• Data to process
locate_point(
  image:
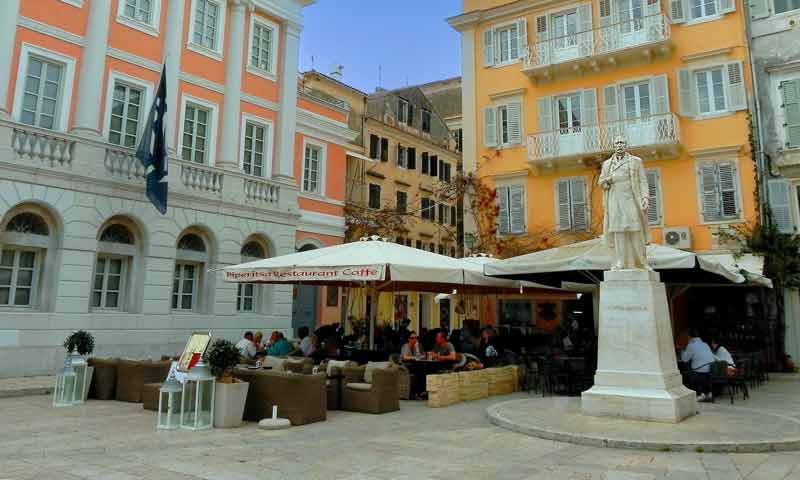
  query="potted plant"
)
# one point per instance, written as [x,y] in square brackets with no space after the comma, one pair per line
[230,393]
[78,345]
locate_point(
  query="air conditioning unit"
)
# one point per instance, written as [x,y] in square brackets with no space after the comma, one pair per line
[678,237]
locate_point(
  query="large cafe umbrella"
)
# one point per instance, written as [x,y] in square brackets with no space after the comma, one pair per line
[374,263]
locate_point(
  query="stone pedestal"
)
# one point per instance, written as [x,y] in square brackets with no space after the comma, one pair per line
[637,375]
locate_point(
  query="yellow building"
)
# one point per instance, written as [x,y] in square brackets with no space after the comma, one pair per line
[547,85]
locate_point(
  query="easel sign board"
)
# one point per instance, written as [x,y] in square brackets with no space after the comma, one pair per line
[194,350]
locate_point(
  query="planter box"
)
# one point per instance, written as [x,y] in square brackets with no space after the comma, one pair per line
[229,401]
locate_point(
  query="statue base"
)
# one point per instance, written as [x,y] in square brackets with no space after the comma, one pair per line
[637,372]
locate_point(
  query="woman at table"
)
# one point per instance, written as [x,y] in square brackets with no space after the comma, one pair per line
[411,350]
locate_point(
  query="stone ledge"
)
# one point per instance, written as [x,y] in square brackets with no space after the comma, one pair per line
[714,429]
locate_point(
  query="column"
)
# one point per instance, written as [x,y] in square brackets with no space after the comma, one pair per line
[9,9]
[92,74]
[287,116]
[172,58]
[229,149]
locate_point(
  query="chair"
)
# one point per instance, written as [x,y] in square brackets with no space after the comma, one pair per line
[371,389]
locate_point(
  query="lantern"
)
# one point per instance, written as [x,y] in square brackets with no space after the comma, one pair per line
[64,393]
[169,417]
[197,398]
[80,367]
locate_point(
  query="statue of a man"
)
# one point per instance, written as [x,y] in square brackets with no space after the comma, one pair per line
[625,198]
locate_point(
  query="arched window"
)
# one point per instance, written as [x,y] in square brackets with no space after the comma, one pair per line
[24,245]
[115,253]
[191,259]
[250,297]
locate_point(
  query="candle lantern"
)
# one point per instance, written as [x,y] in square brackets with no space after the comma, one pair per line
[197,398]
[169,414]
[64,393]
[80,367]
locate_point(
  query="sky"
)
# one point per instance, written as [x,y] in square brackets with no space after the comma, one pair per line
[408,39]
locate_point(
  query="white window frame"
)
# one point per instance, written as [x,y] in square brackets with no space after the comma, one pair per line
[216,52]
[123,283]
[776,97]
[65,96]
[269,125]
[37,271]
[212,128]
[198,281]
[150,28]
[323,147]
[272,73]
[699,188]
[114,77]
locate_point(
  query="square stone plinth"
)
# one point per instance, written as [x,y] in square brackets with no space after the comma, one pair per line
[637,375]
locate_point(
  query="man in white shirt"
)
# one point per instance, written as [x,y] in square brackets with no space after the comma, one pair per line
[699,357]
[246,346]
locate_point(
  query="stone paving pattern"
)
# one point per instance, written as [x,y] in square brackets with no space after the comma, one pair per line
[118,441]
[747,426]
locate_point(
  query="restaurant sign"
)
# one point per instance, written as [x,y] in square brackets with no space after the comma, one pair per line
[359,273]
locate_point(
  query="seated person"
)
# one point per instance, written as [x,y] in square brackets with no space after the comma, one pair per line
[699,357]
[306,341]
[411,350]
[247,348]
[442,349]
[279,346]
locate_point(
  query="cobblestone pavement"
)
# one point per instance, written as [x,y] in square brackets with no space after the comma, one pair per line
[115,441]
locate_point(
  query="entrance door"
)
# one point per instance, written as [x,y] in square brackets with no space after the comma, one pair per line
[640,127]
[304,303]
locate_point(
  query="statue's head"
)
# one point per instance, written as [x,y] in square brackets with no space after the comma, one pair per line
[620,144]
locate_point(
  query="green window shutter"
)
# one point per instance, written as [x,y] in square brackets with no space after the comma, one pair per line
[790,90]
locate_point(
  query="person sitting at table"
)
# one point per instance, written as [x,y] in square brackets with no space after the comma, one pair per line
[442,349]
[279,346]
[411,350]
[246,347]
[699,357]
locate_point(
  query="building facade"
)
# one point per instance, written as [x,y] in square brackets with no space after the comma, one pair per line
[774,28]
[251,164]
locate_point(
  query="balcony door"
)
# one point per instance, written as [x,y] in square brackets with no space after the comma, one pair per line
[636,113]
[570,134]
[565,36]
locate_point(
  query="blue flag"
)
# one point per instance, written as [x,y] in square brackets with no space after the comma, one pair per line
[152,150]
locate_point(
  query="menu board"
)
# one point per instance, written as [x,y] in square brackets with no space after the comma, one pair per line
[194,350]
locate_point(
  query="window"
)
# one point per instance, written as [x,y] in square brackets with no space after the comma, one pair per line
[786,5]
[196,128]
[256,149]
[109,280]
[402,202]
[571,205]
[125,117]
[719,191]
[511,215]
[374,196]
[426,120]
[18,272]
[401,156]
[263,38]
[502,125]
[312,165]
[247,293]
[710,91]
[207,27]
[790,94]
[43,83]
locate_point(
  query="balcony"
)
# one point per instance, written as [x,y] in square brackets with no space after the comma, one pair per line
[52,154]
[639,39]
[652,137]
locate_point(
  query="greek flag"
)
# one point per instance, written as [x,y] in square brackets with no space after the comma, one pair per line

• Task objective
Excluding the pictures, reproduce every entry exactly as given.

• Exercise output
locate_point(
  image:
  query="potted plant"
)
# one point per instance, written as [x,y] in square brackets with no space after the comma, one pair per line
[230,393]
[78,345]
locate_point(
  query="air conditioning unit"
)
# one point per instance, written as [x,y] in square brackets with no space after the comma, one pair per line
[678,237]
locate_point(
  query="large cafe umbrella"
)
# one point per instance, written as [x,y] in square brackets with no space after the comma, one pair per line
[374,263]
locate_point(
  query="stone pedestal"
)
# one point per instance, written as [x,y] in square brackets with no space after the comma, one pair per line
[637,375]
locate_point(
  query="yellow building"
)
# one point per instance, written as [x,y] in square brackets with no space after the comma, one pair per line
[547,85]
locate_point(
  query="easel sign board"
)
# one point per instance, written as [x,y] in square brackets with no space after the comma, one pair per line
[194,350]
locate_point(
  query="planter box"
)
# one point per instance, written as [x,y] in square brackets with no space after the comma, one pair per line
[229,401]
locate_point(
  query="statue base"
)
# one point per instance, written as [x,y] in square brackets with no space after the comma, one pair per line
[637,372]
locate_point(
  query="woman at table"
)
# one point per instance, written as [x,y] in square brackets with no space after the comma, one pair per line
[411,350]
locate_point(
  query="stone ledge"
)
# one point per instance, written as [x,y] in square brackets with no space after the comma, one pair per line
[714,429]
locate_point(
  query="column"
)
# one point per instance, written as [x,y] in square brackets with no space after the comma, one pair per line
[9,9]
[92,74]
[287,116]
[172,58]
[229,149]
locate_point(
  query="chair"
)
# one point per instance, written as [x,y] in square brackets with no space after the comma, one pair per line
[371,389]
locate_point(
  query="lantern"
)
# one point per instance, written as [x,y] in square brackets with no space after the comma, one pair per line
[64,393]
[169,417]
[197,398]
[80,367]
locate_point(
  query="statue of a man"
)
# one point per instance, written as [x,y] in square brackets with no space after the comma, one pair per line
[625,198]
locate_point(
  query="arched window"
)
# one point per instance, written as [x,y] in square brackets with no space after the comma, one pair per line
[24,245]
[115,253]
[191,259]
[250,297]
locate_point(
  query="candle lantern"
)
# one point per instance, written as [x,y] in square brackets with no space after the comma, one pair per line
[197,398]
[169,414]
[64,393]
[80,367]
locate_point(
  query="sky"
)
# one point per instance, written as [x,y] in square brackets with no space after the comma, one pair per line
[408,39]
locate_point(
  query="white window frame"
)
# one point per instance, written as [x,y] in square brackets with no space after the comma, one pair per line
[216,52]
[123,283]
[776,97]
[65,96]
[269,125]
[37,271]
[212,128]
[198,281]
[150,28]
[323,147]
[272,73]
[699,188]
[114,77]
locate_point(
  query="square stone plinth"
)
# one point per instance, written as [x,y] in square brackets with no space after the comma, one pair per line
[637,375]
locate_point(
  query="man in white shirt"
)
# one point per instance, written as [x,y] in square brackets with no space after the comma, one pair per line
[699,357]
[246,346]
locate_point(
  query="stone paving pattern"
)
# one point per instance, written as [x,y] in square brackets with no space after the comma, one pair per line
[118,441]
[747,426]
locate_point(
  query="restaurant sign"
)
# one point per instance, written as [x,y] in square brackets with no space after the comma, one pair per line
[359,273]
locate_point(
  query="seated person"
)
# one point per instance, written as [x,y] in square brackets with no space after the comma, one pair per line
[699,357]
[306,341]
[411,350]
[247,348]
[442,349]
[279,346]
locate_point(
  query="cobblestone pavement"
)
# one point per instance, written as [x,y] in square brackets with no space after the comma, one pair per line
[115,441]
locate_point(
  query="entrance door"
)
# one point per instance, written as [x,y] in square brackets with no space after the comma, one pair per line
[640,127]
[304,303]
locate_point(
  query="statue's head"
)
# one point per instance, written as [x,y] in square brackets with no space after the comma, one pair per line
[620,144]
locate_point(
  query="green window shutter"
)
# one point per instance, written as [x,y] in square brackets with no space after the comma, one pair per line
[790,90]
locate_point(
  query="person sitting at table"
)
# one point per instance, written as [x,y] in square brackets with no space after the comma, one pair per line
[442,349]
[279,346]
[411,350]
[246,347]
[699,357]
locate_point(
  query="building facade"
)
# one point per instance, written as [x,y] in square brackets with no space after the comma, one pair per line
[774,28]
[251,164]
locate_point(
  query="balcony door"
)
# one point per instance, written as [x,y] in square brackets with no space after the comma, one pair per line
[636,113]
[570,134]
[565,36]
locate_point(
  query="blue flag"
)
# one point per instance, written as [x,y] in square brackets with no space after the comma, one pair per line
[152,150]
locate_point(
  query="menu board"
)
# one point per instance, written as [x,y] in square brackets with no space after the comma, one pair per line
[194,350]
locate_point(
  query="window"
)
# one point per instance, written as [x,y] in square brackets with no space after the comma, one pair per line
[786,5]
[196,128]
[256,149]
[109,280]
[402,202]
[571,205]
[125,117]
[719,191]
[511,215]
[374,196]
[426,120]
[18,272]
[401,156]
[263,38]
[502,125]
[312,165]
[247,293]
[710,91]
[207,27]
[790,94]
[43,83]
locate_point(
  query="balcony"
)
# one point per instance, written as [x,y] in square brackets with no space after the comma, one pair per line
[52,154]
[639,39]
[652,137]
locate_point(
  query="greek flag"
)
# one point per instance, written as [x,y] in square brackets with no space after the comma, one pair per line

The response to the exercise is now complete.